== Vorliegender Text

Während das berühmte TUSKA die Metaller und Urlauber anzieht, begeben sich die Bewohner des Untergrunds an jenem Wochenende lieber nach Tampere. LUMOUS ist das nördlichste Gothicfestival in Europa und das einzige in Finnland (derzeit). Viele ausländische Anhänger dieser Subkultur erwarten fälschlicherweise in Finnland eine sehr aktive Gothicszene, wenn man den hohen Prozentsatz an einschlägigen Bands bedenkt, die dieses Land in den vergangenen Jahren so hervorbrachte. Jedoch ist die finnische Goth-Szene in Wahrheit sehr klein, und der Löwenanteil überlebt in Tampere, vergesst Helsinki. Und sogar dort, wenn du aus Deutschland oder einer anderen Nation mit einer hochentwickelten Gothic-Kultur stammst, hat dieses LUMOUS in Tampere nichts mit anderen Gothicfestivals gemein.



Im Unterschied zu anderen finnischen Sommerfestivals ist LUMOUS kein Open Air, und es findet nur nach Einbruch der Dunkelheit kurz vor Sonnenaufgang statt – echt vampirisch.

Dieses Festival besteht aus einer Reihe von Konzerten in verschiedenen dunklen Bars und Clubs im finnischen Goth-Zentrum, und die Grösse der Clubs rangiert von klein bis sehr klein, also lasst eure grossen Erwartungen zu Hause, und da meine ich nicht nur die Venues, sondern das gesamte Event. Im Vergleich zu Deutschland war ich ehrlich erstaunt, wie „eng“ dieses Festival ist, sowohl bei Musikspektrum als auch hinsichtlich der Besucher: Jede Menge Post-Punks und Cyber-Goths undefinierbaren Geschlechts, unendlich kreativ und weltoffen! Viele Männer in langen Kitteln (geil!) und Mädels mit rasierten Köpfen (verwirrend!) trugen zur bunten Menge bei. Leider, jedenfalls was meinen Geschmack betrifft, waren nur wenige klassische Goths und absolut null Metaller vertreten (wohl wegen TUSKA), also hat dieses Festival offensichtlich ein festes Zielpublikum.



Eines der Events nennt sich „die dunkle Seereise“ – eine Bootsfahrt auf dem Tampere Fluss, wo sich 120 Goths und andere Subkultur-Vetreter auf einem Kahn drängeln. Die Reise in der warmen finnischen Dämmerung dauert einige Stunden von 19 bis 23 Uhr, wenn die ersten Konzerte beginnen. Anzumerken sei, dass sich die Tickets dafür wie die warmen Semmeln verkaufen – es gibt nur dieses eine Boot. Während der Fahrt unterhalten uns eine Live-Band und andere Entertainer. Wenn du LUMOUS erleben willst, musst du rechtzeitig daran denken, dir die Tickets um 15 Euro pro Person zu sichern! Abgesehen von der Bootsfahrt finden andere Events vor den Konzerten im Rahmen des LUMOUSfestivals statt, wie etwa „dunkle Literatur und Musik“ in örtlichen Buchhandlungen mit Gothic Djs etc.

====
== Einträge

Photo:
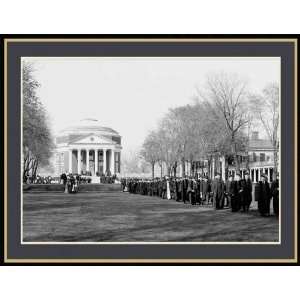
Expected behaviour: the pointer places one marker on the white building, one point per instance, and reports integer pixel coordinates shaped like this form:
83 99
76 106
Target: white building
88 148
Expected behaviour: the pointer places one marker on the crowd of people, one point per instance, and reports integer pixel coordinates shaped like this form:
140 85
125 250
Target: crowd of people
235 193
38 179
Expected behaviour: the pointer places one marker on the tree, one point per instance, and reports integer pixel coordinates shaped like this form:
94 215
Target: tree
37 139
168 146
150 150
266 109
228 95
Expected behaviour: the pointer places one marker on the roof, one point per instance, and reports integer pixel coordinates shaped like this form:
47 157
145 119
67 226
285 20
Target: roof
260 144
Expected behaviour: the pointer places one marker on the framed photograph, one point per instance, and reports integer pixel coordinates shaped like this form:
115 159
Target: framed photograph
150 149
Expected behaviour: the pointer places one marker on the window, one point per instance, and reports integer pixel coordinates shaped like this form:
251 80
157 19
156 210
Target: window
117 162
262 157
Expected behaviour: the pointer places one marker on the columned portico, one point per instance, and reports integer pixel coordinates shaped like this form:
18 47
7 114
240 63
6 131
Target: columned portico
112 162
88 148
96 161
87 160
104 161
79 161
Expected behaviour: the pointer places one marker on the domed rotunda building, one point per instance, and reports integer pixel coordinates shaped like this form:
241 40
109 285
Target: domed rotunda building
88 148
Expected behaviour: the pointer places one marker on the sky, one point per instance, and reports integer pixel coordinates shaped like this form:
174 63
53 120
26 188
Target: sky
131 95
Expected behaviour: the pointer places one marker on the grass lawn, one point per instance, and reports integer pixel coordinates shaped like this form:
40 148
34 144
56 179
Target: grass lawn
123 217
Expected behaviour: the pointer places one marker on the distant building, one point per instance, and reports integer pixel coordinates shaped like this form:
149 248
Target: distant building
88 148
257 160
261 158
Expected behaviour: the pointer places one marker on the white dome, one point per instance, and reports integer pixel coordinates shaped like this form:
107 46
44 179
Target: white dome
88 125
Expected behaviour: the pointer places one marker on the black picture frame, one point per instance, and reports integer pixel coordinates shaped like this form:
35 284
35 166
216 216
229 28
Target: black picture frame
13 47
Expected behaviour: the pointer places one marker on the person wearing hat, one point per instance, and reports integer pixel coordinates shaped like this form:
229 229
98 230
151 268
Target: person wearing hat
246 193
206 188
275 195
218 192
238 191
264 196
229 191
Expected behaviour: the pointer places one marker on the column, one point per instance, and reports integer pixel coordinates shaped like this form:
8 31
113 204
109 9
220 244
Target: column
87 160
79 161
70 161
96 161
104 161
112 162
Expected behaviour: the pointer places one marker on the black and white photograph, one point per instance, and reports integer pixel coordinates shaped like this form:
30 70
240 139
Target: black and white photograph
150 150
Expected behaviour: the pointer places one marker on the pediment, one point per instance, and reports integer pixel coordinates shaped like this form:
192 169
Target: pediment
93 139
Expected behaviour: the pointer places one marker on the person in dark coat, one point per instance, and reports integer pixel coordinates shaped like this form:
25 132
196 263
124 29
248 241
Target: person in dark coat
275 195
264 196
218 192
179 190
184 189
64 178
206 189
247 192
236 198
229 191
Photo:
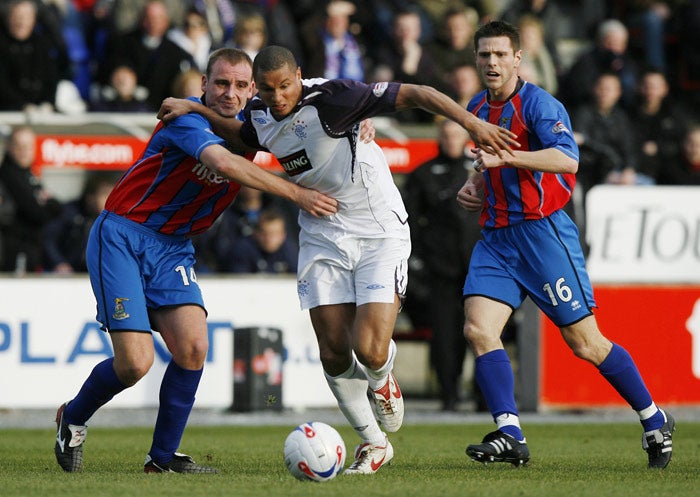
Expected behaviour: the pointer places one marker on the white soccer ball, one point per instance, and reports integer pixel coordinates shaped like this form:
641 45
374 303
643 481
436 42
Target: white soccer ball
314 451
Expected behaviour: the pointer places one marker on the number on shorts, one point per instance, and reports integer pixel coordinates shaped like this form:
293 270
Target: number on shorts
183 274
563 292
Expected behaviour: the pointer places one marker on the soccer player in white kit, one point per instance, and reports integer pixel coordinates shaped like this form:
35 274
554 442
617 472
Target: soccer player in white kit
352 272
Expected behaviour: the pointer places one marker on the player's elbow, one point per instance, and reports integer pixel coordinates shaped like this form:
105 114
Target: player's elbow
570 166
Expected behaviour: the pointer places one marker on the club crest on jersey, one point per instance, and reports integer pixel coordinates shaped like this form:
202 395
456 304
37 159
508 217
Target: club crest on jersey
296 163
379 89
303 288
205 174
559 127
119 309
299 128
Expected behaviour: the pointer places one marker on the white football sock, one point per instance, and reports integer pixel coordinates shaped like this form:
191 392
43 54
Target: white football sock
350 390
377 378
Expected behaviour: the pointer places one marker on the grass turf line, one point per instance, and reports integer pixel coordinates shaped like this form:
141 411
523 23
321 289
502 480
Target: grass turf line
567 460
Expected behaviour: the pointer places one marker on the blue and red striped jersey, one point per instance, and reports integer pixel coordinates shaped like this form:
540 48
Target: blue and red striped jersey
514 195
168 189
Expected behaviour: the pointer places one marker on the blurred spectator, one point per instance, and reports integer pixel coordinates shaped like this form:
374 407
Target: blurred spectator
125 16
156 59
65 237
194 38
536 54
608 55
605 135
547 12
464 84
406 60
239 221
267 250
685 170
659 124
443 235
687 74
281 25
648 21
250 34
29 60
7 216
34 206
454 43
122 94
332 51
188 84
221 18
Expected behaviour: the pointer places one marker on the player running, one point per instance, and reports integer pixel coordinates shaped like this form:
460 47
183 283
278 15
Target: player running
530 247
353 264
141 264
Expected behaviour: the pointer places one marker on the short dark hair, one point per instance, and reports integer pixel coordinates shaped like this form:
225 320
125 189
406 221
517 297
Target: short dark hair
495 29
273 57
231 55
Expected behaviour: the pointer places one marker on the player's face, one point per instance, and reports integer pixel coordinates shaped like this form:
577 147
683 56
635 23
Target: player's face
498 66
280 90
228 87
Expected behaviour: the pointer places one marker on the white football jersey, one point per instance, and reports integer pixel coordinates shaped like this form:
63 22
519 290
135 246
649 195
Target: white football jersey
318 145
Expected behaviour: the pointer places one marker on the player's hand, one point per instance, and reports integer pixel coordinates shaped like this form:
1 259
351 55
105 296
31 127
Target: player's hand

====

● Aufgaben:
(1) Welche geografischen Namen (Städte, Länder, Erdteile) kommen im Text über das LUMOUS-Festival vor? Nenne jeden Namen nur einmal.
(2) Zähle die Zeilen der Einträge, in denen das Wort „line“ steht, und gib nur die Zahl an.

● Lösungen:
(1) Tampere, Finnland, Europa, Helsinki, Deutschland

(2) 2